Segment Start: DATASET EXTRACT

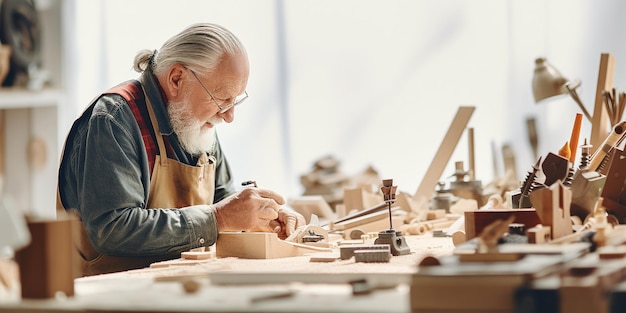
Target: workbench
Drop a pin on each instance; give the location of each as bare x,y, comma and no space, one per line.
245,285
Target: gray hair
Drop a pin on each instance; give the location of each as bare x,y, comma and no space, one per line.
198,47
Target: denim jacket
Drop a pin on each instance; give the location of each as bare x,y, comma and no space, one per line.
104,176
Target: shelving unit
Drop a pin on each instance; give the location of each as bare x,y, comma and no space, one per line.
29,126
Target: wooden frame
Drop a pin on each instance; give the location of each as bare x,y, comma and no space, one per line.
445,151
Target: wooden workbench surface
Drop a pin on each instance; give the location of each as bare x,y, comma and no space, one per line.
311,286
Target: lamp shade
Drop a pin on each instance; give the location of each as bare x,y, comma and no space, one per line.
547,81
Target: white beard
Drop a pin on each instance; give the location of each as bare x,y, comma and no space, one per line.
192,136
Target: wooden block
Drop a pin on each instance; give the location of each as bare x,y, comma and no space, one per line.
539,234
46,265
476,221
441,158
612,252
378,225
372,256
347,252
365,219
259,245
325,257
313,204
490,257
600,123
435,214
454,286
197,255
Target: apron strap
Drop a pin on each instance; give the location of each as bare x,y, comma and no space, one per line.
155,125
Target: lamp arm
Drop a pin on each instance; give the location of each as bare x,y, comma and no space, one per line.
574,95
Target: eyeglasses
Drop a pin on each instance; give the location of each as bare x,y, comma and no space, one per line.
238,100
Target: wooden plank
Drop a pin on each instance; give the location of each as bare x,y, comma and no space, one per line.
600,124
476,221
259,245
439,162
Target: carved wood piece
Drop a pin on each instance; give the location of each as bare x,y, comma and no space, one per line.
447,147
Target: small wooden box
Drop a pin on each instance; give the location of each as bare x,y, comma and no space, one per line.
46,265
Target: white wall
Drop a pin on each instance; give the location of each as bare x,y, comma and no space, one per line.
370,82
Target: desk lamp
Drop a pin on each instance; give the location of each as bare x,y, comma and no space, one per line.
548,82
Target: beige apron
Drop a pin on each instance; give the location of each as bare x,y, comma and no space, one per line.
172,185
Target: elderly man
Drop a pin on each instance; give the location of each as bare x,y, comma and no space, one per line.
143,167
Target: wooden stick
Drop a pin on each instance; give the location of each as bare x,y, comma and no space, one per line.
599,127
573,141
445,151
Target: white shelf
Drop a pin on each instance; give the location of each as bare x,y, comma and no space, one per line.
20,98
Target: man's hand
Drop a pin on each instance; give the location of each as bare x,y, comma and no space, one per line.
251,209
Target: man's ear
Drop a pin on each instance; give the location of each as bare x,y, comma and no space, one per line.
174,82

Segment End: DATASET EXTRACT

▶ TASK STATEMENT:
Repeat every line of the data above exactly, but drop the pictures.

▶ REPLY TO THE TASK:
Target: workbench
Drop a pin on each instance; give the location of each as bare x,y, comma and no space, one per line.
245,285
Target: gray hair
Drop a pin on each instance; give the location of each as bare x,y, comma and no space, one per line.
198,47
Target: denim jacket
Drop a pin on each instance; give the location of each as bare x,y, comma and no space, one per line.
104,176
Target: shelving unit
Drop a pin on each instance; give the location of each as bare x,y, comma and no space, one per line.
29,126
Target: wooden frame
Drop a pin on each instance; give the location of each as bare x,y, comma and no space, one per line.
445,151
Target: wooden workbench surface
Drop a pin on each instance; give the location of each as bare x,y, comma and no space, one per line.
311,286
Target: lamp shade
Drop a pin on each instance; give the location of each as bare x,y, comma and no space, one per line.
547,81
Target: white beard
Drop a pin on each instance; give the location of each as bare x,y, comma and no space, one per line.
192,136
Target: wooden block
Drop a pin on each instance; give the location of each as bare x,y, comma and no space, one per line.
539,234
46,265
476,221
441,158
612,252
378,225
372,256
347,252
365,219
259,245
325,257
313,204
490,257
600,123
435,214
454,286
197,255
Target: apron strap
Drop a pin on each instance; give the location of each as bare x,y, comma and no space, one per line.
155,125
Target: lamp arm
Drop a pin on each instance; give the location of each as bare x,y, comma and no space, one per line.
574,95
Target: eyeglasses
Drop a pin on each instance; give the location of each as bare x,y, comma and no space, one per line.
238,100
Target: wooden plank
Drop a pin on each instance; give the location of each as bare x,y, comma and no space, one per line.
600,124
476,221
259,245
439,162
Target: carved wood piece
Drop a pin on each instance; give the location of each as bare x,y, comma and no space, one per line.
447,147
Target: small wooden box
Drop a pin on each instance; give the location of each as bare x,y, comma and no space, one per line.
46,265
Target: white wall
Drop a pin on each instance; give the location of each as bare x,y, comma and no space, one per line.
370,82
Target: desk lamp
Drop a pin on each instance; give the location of each as bare x,y, comma and no space, one per line.
548,82
Target: beige apron
Drop a pin on each instance; give the location of each as bare x,y, comma and no space, one per line.
172,185
Target: elderly man
Drop a pin on each instance; give the location of each as bare x,y, comma and no space, one per line.
143,167
Target: wooden stick
Drop a pin on each instance; give the location of each as bare x,y, comma and no space, one per line.
599,127
573,141
445,151
Target: white shelf
Drop a pin on each instance; give the location of each as bare x,y, comma and no space, one per line.
20,98
Target: man's hand
Drop a pin on each instance; give the location of each as bare x,y, comma and no space, one per line.
251,209
Target: man's ear
Drop a pin on each instance; give the location of each as bare x,y, comma and no space, one per line.
174,82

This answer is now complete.